**** DATA ROWS

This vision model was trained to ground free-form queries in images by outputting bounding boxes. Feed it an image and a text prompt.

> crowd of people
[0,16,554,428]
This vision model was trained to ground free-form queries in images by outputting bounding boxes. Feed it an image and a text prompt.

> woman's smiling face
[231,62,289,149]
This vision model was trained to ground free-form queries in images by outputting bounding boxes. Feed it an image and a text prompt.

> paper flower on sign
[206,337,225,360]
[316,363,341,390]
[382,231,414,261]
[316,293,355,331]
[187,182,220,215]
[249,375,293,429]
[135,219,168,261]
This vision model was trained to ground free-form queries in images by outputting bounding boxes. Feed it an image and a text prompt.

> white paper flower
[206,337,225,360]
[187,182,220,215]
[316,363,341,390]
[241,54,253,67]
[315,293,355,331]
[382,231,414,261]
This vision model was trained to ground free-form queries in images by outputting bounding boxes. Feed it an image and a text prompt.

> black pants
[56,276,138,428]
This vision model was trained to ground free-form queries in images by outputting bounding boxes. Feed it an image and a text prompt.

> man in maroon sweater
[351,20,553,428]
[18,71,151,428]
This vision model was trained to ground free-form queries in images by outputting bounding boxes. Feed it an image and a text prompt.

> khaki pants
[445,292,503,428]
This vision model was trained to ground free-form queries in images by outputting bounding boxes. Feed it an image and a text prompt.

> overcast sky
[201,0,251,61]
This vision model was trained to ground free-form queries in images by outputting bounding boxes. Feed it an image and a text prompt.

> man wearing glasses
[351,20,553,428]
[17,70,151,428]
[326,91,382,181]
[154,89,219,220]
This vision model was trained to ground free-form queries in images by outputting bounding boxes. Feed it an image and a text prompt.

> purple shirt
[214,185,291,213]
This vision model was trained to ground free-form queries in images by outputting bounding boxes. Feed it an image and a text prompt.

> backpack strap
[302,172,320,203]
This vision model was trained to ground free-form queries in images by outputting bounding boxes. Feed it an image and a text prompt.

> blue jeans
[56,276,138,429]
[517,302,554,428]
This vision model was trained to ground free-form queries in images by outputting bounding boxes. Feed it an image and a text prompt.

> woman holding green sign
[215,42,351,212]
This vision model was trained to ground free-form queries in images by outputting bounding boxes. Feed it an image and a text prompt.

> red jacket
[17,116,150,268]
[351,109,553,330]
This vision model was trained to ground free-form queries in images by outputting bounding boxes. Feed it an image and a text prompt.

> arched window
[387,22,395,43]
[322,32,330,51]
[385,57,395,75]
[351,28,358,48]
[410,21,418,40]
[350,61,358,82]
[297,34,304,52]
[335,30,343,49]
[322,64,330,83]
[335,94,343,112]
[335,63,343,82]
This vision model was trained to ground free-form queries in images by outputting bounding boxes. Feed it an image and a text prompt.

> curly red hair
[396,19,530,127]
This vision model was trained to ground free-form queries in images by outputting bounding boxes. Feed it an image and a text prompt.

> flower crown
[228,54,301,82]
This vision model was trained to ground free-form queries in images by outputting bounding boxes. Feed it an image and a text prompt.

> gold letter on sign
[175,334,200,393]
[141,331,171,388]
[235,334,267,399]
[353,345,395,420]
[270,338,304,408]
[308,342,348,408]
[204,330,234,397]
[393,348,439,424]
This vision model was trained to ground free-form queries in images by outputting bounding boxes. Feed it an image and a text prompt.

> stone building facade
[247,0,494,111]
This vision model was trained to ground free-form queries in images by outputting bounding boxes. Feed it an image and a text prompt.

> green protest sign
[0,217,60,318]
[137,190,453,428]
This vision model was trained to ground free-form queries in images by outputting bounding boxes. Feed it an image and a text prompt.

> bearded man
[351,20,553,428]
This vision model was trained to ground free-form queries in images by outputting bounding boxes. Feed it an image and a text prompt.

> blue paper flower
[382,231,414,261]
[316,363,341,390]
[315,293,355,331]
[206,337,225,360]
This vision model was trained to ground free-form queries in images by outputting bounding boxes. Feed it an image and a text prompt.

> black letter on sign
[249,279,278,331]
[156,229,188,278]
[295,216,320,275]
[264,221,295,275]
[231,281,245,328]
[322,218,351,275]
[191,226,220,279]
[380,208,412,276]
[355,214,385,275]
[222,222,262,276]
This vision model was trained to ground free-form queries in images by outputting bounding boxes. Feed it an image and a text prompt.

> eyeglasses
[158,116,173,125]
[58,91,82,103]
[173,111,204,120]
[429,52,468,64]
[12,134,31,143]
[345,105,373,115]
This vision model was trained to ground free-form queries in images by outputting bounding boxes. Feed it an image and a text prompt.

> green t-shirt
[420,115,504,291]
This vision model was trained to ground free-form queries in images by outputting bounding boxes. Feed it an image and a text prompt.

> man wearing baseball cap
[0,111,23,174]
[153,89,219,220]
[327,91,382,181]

********

- **WRITTEN INSTRUCTION**
Locate every line in the data above that contains the word "flower", and copy each of those lines.

- **EXERCISE RESPONSE**
> paper flower on sign
> white paper flower
> flower crown
> blue paper flower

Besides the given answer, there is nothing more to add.